> **Short problem**
Repeat the records below exactly.

Records from a data source:
+++
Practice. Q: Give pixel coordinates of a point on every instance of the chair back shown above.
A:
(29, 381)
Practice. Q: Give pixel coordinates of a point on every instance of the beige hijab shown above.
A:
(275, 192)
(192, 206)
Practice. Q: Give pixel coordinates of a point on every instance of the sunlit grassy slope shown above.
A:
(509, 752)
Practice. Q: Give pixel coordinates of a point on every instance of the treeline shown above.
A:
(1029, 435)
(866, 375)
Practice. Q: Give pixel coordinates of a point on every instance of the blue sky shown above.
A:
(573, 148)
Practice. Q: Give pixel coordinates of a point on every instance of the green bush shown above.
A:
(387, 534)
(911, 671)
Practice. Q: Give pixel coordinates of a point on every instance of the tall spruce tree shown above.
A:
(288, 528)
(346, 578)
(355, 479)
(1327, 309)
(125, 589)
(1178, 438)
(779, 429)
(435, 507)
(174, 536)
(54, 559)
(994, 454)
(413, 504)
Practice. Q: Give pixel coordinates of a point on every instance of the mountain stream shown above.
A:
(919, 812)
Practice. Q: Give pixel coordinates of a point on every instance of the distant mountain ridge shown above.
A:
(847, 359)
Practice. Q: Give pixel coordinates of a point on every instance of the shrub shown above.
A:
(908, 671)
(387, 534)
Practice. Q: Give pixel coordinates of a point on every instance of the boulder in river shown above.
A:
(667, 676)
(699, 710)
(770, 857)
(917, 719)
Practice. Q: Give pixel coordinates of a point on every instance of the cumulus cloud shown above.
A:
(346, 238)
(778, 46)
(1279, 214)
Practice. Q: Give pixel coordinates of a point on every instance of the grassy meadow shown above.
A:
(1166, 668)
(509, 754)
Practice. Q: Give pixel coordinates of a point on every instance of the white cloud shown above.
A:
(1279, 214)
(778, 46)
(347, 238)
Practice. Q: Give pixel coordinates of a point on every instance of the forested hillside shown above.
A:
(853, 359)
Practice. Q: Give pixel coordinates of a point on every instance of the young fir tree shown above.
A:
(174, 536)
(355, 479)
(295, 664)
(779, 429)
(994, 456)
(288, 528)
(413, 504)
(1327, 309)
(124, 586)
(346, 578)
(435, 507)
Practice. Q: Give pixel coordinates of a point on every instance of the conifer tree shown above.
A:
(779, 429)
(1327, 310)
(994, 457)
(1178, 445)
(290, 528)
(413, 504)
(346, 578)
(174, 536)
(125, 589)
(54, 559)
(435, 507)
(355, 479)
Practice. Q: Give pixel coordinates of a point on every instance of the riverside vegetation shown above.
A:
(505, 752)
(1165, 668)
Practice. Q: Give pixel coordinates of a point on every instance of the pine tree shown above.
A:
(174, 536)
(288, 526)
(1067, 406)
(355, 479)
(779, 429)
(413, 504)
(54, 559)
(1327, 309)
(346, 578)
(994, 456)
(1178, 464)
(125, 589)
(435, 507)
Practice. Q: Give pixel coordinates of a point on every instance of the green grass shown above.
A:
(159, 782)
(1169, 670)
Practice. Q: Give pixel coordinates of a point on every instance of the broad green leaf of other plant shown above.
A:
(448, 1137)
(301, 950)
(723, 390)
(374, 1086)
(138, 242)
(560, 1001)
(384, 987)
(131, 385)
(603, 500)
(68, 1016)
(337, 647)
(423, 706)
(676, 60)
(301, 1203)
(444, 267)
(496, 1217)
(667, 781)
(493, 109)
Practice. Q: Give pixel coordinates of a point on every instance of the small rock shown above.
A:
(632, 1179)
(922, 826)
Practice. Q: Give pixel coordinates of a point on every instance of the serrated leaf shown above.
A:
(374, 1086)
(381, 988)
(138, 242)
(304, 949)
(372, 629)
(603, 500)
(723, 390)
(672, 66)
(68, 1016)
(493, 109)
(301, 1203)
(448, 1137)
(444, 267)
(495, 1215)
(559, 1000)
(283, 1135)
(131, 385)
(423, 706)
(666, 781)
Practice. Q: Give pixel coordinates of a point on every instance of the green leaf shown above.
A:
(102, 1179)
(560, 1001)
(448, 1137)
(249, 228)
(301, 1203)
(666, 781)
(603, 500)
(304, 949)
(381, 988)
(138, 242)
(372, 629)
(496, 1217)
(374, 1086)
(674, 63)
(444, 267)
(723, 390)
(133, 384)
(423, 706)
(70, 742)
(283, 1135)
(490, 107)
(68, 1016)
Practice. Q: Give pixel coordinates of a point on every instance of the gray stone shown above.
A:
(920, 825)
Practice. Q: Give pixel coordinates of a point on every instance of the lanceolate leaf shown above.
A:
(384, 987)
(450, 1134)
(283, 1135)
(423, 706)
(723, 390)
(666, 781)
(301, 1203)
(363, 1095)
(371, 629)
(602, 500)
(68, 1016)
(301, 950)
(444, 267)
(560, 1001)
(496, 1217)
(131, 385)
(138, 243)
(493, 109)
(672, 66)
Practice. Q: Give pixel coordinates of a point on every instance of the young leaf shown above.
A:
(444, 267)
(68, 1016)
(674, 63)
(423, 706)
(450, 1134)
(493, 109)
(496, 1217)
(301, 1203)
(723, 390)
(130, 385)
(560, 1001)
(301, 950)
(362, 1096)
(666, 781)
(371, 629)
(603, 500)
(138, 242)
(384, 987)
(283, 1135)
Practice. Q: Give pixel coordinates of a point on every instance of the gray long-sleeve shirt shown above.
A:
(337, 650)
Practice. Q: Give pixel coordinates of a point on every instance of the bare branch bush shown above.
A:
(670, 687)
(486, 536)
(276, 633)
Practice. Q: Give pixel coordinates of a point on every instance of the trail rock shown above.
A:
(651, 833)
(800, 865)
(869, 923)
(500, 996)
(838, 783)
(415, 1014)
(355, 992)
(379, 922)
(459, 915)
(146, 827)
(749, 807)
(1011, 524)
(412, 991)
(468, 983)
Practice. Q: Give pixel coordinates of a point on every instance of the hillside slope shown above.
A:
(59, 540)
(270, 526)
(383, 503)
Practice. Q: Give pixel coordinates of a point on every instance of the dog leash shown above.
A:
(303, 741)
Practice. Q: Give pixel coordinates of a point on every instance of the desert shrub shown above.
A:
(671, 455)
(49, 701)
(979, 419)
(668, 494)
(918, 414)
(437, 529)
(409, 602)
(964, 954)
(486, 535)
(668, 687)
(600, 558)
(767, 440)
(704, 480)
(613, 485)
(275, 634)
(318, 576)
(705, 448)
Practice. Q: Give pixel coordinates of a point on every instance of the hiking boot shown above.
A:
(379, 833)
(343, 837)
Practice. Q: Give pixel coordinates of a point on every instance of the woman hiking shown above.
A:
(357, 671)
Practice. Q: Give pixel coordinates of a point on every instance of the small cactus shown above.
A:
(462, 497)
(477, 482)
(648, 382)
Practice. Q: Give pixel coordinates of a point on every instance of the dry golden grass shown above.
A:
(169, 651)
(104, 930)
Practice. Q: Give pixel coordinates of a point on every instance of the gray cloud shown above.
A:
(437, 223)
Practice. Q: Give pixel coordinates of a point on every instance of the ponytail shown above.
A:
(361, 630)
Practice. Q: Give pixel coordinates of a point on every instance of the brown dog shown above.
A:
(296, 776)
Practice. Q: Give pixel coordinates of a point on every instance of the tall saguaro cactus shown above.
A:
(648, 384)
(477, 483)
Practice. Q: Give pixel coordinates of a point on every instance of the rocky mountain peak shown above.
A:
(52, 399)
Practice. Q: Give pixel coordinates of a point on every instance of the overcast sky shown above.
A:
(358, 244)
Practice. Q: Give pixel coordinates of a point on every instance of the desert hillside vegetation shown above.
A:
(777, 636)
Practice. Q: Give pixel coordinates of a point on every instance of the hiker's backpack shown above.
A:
+++
> **Written solution**
Practice. Q: Give pixel coordinates of a point on every instance of the chair back shown above.
A:
(29, 381)
Practice. Q: Give pixel coordinates of a point on every instance of the beige hijab shown above.
A:
(275, 192)
(192, 206)
Practice. Q: Give pixel coordinates of a point on every instance of the sunlit grassy slope shown above.
A:
(509, 752)
Practice. Q: Give pixel coordinates of a point on every instance of the treeline shown above.
A:
(1029, 435)
(866, 375)
Practice. Q: Give pixel coordinates of a point on every instance of the blue sky shown above.
A:
(573, 148)
Practice. Q: Give pixel coordinates of a point on every instance of the green bush shown above.
A:
(387, 534)
(911, 671)
Practice. Q: Give pixel coordinates of a point on every instance of the tall spruce tree shown above.
A:
(288, 528)
(346, 578)
(355, 479)
(1327, 309)
(125, 589)
(1178, 438)
(779, 429)
(435, 507)
(174, 536)
(54, 559)
(994, 454)
(413, 504)
Practice. Q: Give pixel coordinates of a point on every instance of the mountain stream shown above.
A:
(919, 812)
Practice. Q: Give pixel coordinates of a point on every instance of the distant mountain ridge shown above.
A:
(847, 359)
Practice. Q: Give pixel coordinates of a point on every instance of the shrub shown above.
A:
(908, 671)
(387, 534)
Practice. Q: Give pixel coordinates of a point on every instance of the boulder in river shown above.
A:
(667, 676)
(699, 710)
(770, 857)
(917, 719)
Practice. Q: Give pixel coordinates of a point on every instance of the cumulus cloud shown above.
A:
(346, 238)
(778, 46)
(1279, 214)
Practice. Q: Give pixel coordinates of a point on every instance of the grassy meadow shown above.
A:
(1166, 668)
(509, 754)
Practice. Q: Give pixel coordinates of a point on every instance of the white cloud shown above.
A:
(1279, 214)
(778, 46)
(347, 238)
Practice. Q: Give pixel coordinates of a point on every instance of the forested hillside shown above.
A:
(853, 359)
Practice. Q: Give pixel coordinates of a point on every instance of the young fir tree shown above.
A:
(174, 536)
(355, 479)
(295, 664)
(779, 429)
(994, 456)
(288, 528)
(413, 504)
(1327, 309)
(124, 586)
(346, 578)
(435, 507)
Practice. Q: Give pixel coordinates of a point on every instance of the conifer tree shown above.
A:
(779, 429)
(1327, 310)
(994, 457)
(1178, 445)
(290, 528)
(413, 504)
(346, 578)
(174, 536)
(125, 589)
(54, 559)
(435, 507)
(355, 479)
Practice. Q: Give pixel coordinates of a point on every instance of the riverside vegetation shown above.
A:
(505, 752)
(1165, 668)
Practice. Q: Give pixel coordinates of a point on every instance of the pine tree shown above.
A:
(174, 536)
(288, 526)
(1067, 406)
(355, 479)
(779, 429)
(413, 504)
(54, 559)
(1327, 309)
(346, 578)
(994, 456)
(1178, 464)
(125, 589)
(435, 507)
Practice. Q: Give pixel coordinates of a point on every instance of the green grass shown above.
A:
(159, 782)
(1169, 670)
Practice. Q: Give pixel coordinates of a point on every instance of the broad green leaf of other plant shown above.
A:
(448, 1137)
(301, 950)
(723, 390)
(374, 1086)
(138, 242)
(560, 1001)
(384, 987)
(131, 385)
(603, 500)
(68, 1016)
(337, 647)
(423, 706)
(676, 60)
(301, 1203)
(444, 267)
(496, 1217)
(667, 781)
(493, 109)
Practice. Q: Give pixel coordinates of a point on every instance of the small rock shown above.
A:
(632, 1179)
(922, 826)
Practice. Q: Give pixel coordinates of a point on every instance of the serrated leaf shown above.
A:
(374, 1086)
(381, 988)
(138, 242)
(304, 949)
(372, 629)
(603, 500)
(723, 390)
(672, 66)
(68, 1016)
(493, 109)
(301, 1203)
(448, 1137)
(444, 267)
(495, 1215)
(559, 1000)
(283, 1135)
(131, 385)
(423, 706)
(666, 781)
Practice. Q: Give pixel coordinates of a point on every instance of the green leaf shown above.
A:
(102, 1179)
(560, 1001)
(448, 1137)
(249, 228)
(301, 1203)
(666, 781)
(603, 500)
(304, 949)
(381, 988)
(138, 242)
(372, 629)
(496, 1217)
(374, 1086)
(674, 63)
(444, 267)
(723, 390)
(133, 384)
(423, 706)
(70, 742)
(283, 1135)
(490, 107)
(68, 1016)
Practice. Q: Give pixel coordinates of a point on every instance of the gray stone shown above.
A:
(920, 825)
Practice. Q: Give pixel coordinates of a point on every instance of the lanceolate leaf shown above.
A:
(384, 987)
(450, 1134)
(283, 1135)
(423, 706)
(723, 390)
(666, 781)
(301, 1203)
(363, 1095)
(371, 629)
(602, 500)
(68, 1016)
(301, 950)
(444, 267)
(560, 1001)
(496, 1217)
(131, 385)
(138, 243)
(493, 109)
(672, 66)
Practice. Q: Give pixel coordinates of a point on every instance of the young leaf shown above.
A:
(444, 267)
(68, 1016)
(674, 63)
(423, 706)
(450, 1134)
(493, 109)
(496, 1217)
(301, 1203)
(723, 390)
(130, 385)
(560, 1001)
(301, 950)
(362, 1096)
(666, 781)
(371, 629)
(603, 500)
(138, 242)
(384, 987)
(283, 1135)
Practice. Q: Give pixel coordinates of a point on every instance of the gray long-sleeve shirt shown above.
A:
(337, 650)
Practice. Q: Give pixel coordinates of a point on every instance of the bare branch bush shown above.
A:
(670, 687)
(486, 536)
(276, 633)
Practice. Q: Give pixel coordinates of a point on every instance of the trail rock shown above.
A:
(651, 833)
(800, 865)
(869, 923)
(500, 996)
(838, 783)
(415, 1014)
(355, 992)
(379, 922)
(459, 915)
(146, 827)
(749, 807)
(1011, 524)
(412, 991)
(468, 983)
Practice. Q: Give pixel coordinates of a point on every instance of the hillside slope shown above.
A:
(59, 540)
(270, 526)
(383, 503)
Practice. Q: Give pixel coordinates of a point on every instance of the dog leash shown above.
A:
(303, 741)
Practice. Q: Give pixel coordinates of a point on every instance of the desert shrub shown above.
A:
(671, 455)
(49, 701)
(979, 419)
(668, 494)
(918, 414)
(437, 529)
(409, 602)
(964, 954)
(486, 535)
(668, 687)
(600, 558)
(767, 440)
(704, 480)
(613, 485)
(275, 634)
(318, 576)
(705, 448)
Practice. Q: Give pixel coordinates of a point on every instance of the hiking boot shown above.
A:
(379, 833)
(343, 837)
Practice. Q: Give pixel coordinates of a point on every instance of the woman hiking shown above.
A:
(357, 671)
Practice. Q: Give pixel coordinates of a point on every instance of the small cactus shown above.
A:
(462, 497)
(477, 482)
(648, 382)
Practice. Q: Give pixel coordinates of a point on every instance of the dry golden grass shown above.
A:
(169, 651)
(104, 930)
Practice. Q: Give pixel coordinates of a point on every instance of the gray cloud shown above.
A:
(437, 223)
Practice. Q: Give pixel coordinates of a point on every instance of the ponytail shown above.
A:
(361, 630)
Practice. Q: Give pixel coordinates of a point on every instance of the brown dog shown above.
A:
(296, 776)
Practice. Q: Give pixel coordinates of a point on every instance of the tall saguaro cactus shown above.
A:
(648, 384)
(477, 483)
Practice. Q: Give pixel coordinates of a point on every instance of the rocky mountain peak shown above.
A:
(52, 399)
Practice. Q: Give pixel coordinates of a point on every instance of the overcast sky shown above.
A:
(358, 244)
Practice. Q: Give pixel coordinates of a point on every instance of the desert hillside vegetation shown above.
A:
(777, 636)
Practice. Q: Give pixel coordinates of a point on every instance of the hiker's backpack shown above.
A:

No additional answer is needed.